**练习目标:** 请重写从含有“wanted | a marker on every instance of the large”的行到含有“<point>127,59</point>”的行，将其中的“player's”替换为“athlete's”，其余内容一概不变，答案中略去图片。

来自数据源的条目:
=-=-=
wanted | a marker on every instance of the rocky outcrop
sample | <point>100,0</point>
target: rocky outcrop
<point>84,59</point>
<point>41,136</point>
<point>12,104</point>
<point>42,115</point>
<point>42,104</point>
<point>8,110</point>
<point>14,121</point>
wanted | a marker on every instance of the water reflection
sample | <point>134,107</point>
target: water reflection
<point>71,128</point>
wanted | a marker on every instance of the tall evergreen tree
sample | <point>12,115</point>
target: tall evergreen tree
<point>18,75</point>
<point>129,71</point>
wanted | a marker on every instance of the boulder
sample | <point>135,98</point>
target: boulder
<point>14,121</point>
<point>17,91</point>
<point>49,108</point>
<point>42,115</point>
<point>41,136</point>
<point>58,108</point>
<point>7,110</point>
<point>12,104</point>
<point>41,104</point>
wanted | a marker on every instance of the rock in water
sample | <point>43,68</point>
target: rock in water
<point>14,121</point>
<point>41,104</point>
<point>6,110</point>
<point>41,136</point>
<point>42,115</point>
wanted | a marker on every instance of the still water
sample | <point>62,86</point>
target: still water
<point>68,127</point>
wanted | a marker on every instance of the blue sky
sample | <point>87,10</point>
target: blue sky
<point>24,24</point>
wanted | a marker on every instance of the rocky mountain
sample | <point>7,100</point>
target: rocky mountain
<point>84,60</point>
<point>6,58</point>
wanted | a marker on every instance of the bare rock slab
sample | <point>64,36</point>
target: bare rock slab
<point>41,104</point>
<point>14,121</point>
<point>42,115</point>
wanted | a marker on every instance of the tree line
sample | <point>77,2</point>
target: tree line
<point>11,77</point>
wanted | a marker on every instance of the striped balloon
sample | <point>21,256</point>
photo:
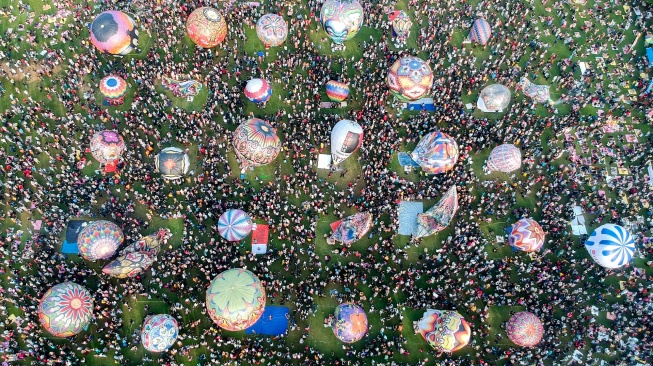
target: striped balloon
<point>234,225</point>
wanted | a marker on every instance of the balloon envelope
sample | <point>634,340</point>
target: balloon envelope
<point>611,246</point>
<point>65,309</point>
<point>235,299</point>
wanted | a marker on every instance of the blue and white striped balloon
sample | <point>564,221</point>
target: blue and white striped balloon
<point>611,246</point>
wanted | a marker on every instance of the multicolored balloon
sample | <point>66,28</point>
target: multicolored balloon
<point>256,143</point>
<point>611,246</point>
<point>436,153</point>
<point>341,19</point>
<point>99,240</point>
<point>258,90</point>
<point>410,78</point>
<point>234,225</point>
<point>525,329</point>
<point>445,330</point>
<point>235,299</point>
<point>114,32</point>
<point>65,309</point>
<point>349,323</point>
<point>337,91</point>
<point>206,27</point>
<point>159,332</point>
<point>272,30</point>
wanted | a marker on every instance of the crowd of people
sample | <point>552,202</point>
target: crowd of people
<point>565,165</point>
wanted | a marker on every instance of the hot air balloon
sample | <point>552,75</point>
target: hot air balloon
<point>493,98</point>
<point>234,225</point>
<point>107,146</point>
<point>445,330</point>
<point>527,235</point>
<point>159,332</point>
<point>65,309</point>
<point>480,32</point>
<point>99,240</point>
<point>349,323</point>
<point>113,88</point>
<point>504,158</point>
<point>337,91</point>
<point>410,78</point>
<point>114,32</point>
<point>256,143</point>
<point>172,163</point>
<point>235,299</point>
<point>436,153</point>
<point>341,19</point>
<point>258,90</point>
<point>272,30</point>
<point>611,246</point>
<point>346,138</point>
<point>525,329</point>
<point>206,27</point>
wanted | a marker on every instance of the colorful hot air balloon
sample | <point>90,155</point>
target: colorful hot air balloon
<point>341,19</point>
<point>113,88</point>
<point>258,90</point>
<point>107,146</point>
<point>480,32</point>
<point>99,240</point>
<point>346,138</point>
<point>436,153</point>
<point>234,225</point>
<point>65,309</point>
<point>256,143</point>
<point>527,235</point>
<point>235,299</point>
<point>525,329</point>
<point>445,330</point>
<point>410,78</point>
<point>611,246</point>
<point>337,91</point>
<point>172,163</point>
<point>349,323</point>
<point>272,30</point>
<point>114,32</point>
<point>206,27</point>
<point>159,332</point>
<point>504,158</point>
<point>493,98</point>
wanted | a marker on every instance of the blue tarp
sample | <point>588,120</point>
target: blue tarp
<point>274,321</point>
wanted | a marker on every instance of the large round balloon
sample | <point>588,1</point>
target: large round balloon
<point>159,332</point>
<point>258,90</point>
<point>107,146</point>
<point>436,153</point>
<point>256,143</point>
<point>611,246</point>
<point>235,299</point>
<point>114,32</point>
<point>99,240</point>
<point>234,225</point>
<point>346,138</point>
<point>337,91</point>
<point>504,158</point>
<point>525,329</point>
<point>272,30</point>
<point>206,27</point>
<point>410,78</point>
<point>444,330</point>
<point>493,98</point>
<point>527,235</point>
<point>350,323</point>
<point>341,19</point>
<point>65,309</point>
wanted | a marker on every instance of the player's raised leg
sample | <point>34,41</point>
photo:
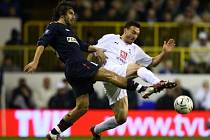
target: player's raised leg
<point>145,74</point>
<point>82,105</point>
<point>122,82</point>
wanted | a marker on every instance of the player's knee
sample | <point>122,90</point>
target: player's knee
<point>82,108</point>
<point>111,77</point>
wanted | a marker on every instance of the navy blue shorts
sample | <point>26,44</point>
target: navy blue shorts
<point>80,76</point>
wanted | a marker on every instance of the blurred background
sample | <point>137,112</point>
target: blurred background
<point>46,91</point>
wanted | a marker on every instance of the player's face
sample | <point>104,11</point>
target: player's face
<point>131,34</point>
<point>70,17</point>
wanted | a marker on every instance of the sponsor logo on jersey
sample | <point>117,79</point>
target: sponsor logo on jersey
<point>72,40</point>
<point>123,54</point>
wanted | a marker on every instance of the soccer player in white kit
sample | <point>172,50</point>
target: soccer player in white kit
<point>127,59</point>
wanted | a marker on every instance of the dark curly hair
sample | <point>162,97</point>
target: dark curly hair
<point>61,9</point>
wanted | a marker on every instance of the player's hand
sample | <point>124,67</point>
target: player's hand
<point>168,46</point>
<point>31,67</point>
<point>101,56</point>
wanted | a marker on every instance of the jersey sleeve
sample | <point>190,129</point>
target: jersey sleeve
<point>82,44</point>
<point>48,35</point>
<point>142,58</point>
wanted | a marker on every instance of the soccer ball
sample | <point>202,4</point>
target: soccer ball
<point>183,104</point>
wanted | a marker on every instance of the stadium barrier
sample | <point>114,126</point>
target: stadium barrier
<point>36,123</point>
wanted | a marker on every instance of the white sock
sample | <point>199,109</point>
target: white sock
<point>106,125</point>
<point>147,75</point>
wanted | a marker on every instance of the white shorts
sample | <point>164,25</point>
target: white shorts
<point>114,93</point>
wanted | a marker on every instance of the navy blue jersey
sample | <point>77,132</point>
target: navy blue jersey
<point>66,44</point>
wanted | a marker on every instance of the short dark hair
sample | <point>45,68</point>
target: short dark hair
<point>61,9</point>
<point>132,23</point>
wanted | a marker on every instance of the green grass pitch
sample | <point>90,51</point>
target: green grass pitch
<point>115,138</point>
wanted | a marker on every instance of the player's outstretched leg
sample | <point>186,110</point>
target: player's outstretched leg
<point>119,81</point>
<point>95,136</point>
<point>157,88</point>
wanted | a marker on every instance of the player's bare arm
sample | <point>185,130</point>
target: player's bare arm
<point>32,66</point>
<point>167,49</point>
<point>99,54</point>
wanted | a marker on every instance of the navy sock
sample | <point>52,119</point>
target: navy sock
<point>63,125</point>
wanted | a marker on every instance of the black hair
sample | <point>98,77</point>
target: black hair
<point>61,9</point>
<point>132,23</point>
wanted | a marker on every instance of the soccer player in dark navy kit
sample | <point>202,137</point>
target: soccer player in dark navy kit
<point>79,72</point>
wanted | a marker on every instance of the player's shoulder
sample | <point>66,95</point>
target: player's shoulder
<point>110,36</point>
<point>137,47</point>
<point>54,24</point>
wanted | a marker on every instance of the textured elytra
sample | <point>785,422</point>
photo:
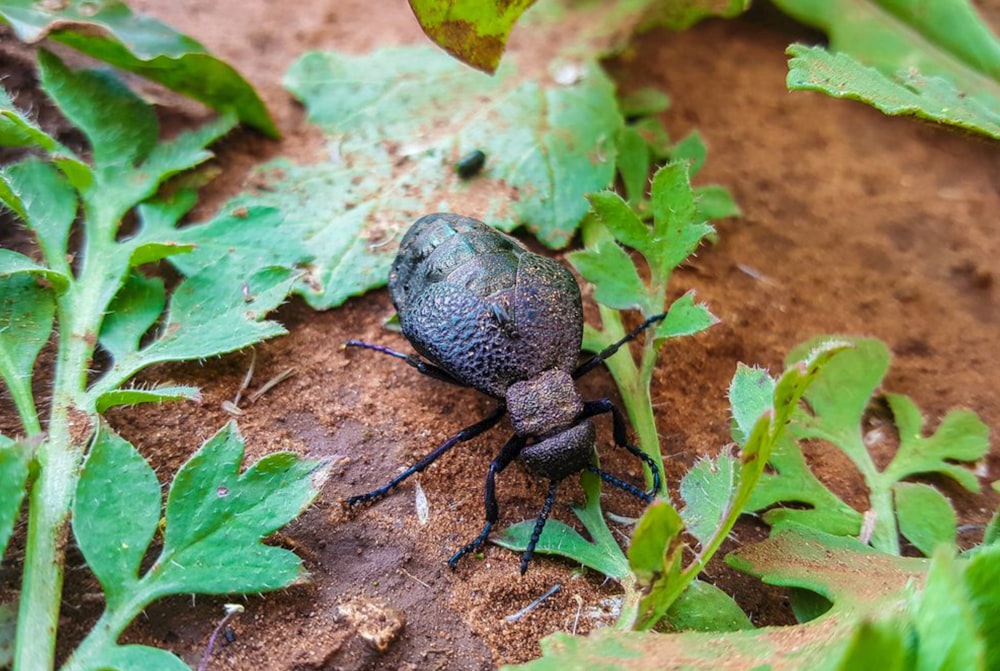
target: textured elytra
=-=-=
**练习结果:**
wanted | a marker on every instance of the large round balloon
sample | <point>588,1</point>
target: large round balloon
<point>159,332</point>
<point>258,90</point>
<point>107,146</point>
<point>436,153</point>
<point>256,143</point>
<point>611,246</point>
<point>235,299</point>
<point>114,32</point>
<point>99,240</point>
<point>234,225</point>
<point>346,138</point>
<point>337,91</point>
<point>504,158</point>
<point>525,329</point>
<point>272,30</point>
<point>206,27</point>
<point>410,78</point>
<point>444,330</point>
<point>493,98</point>
<point>527,235</point>
<point>350,323</point>
<point>341,19</point>
<point>65,309</point>
wanted | a marker on every instance of the athlete's raised leg
sample | <point>34,41</point>
photo:
target: athlete's raised leg
<point>145,74</point>
<point>82,105</point>
<point>122,82</point>
wanted | a marker on every instance of the athlete's knee
sample | <point>122,90</point>
target: athlete's knee
<point>82,108</point>
<point>111,77</point>
wanted | a marker on every instance of the navy blue shorts
sample | <point>26,44</point>
target: navy blue shorts
<point>80,76</point>
wanted | a marker on every instance of the blurred background
sample | <point>137,112</point>
target: blurred background
<point>46,91</point>
wanted | a marker on every instance of the athlete's face
sample | <point>104,11</point>
target: athlete's face
<point>131,34</point>
<point>70,17</point>
wanted | a marker on every instance of the sponsor logo on jersey
sample | <point>117,79</point>
target: sponsor logo on jersey
<point>72,40</point>
<point>123,54</point>
wanted | a marker on every instance of the soccer player in white kit
sample | <point>172,50</point>
target: soccer player in white kit
<point>127,59</point>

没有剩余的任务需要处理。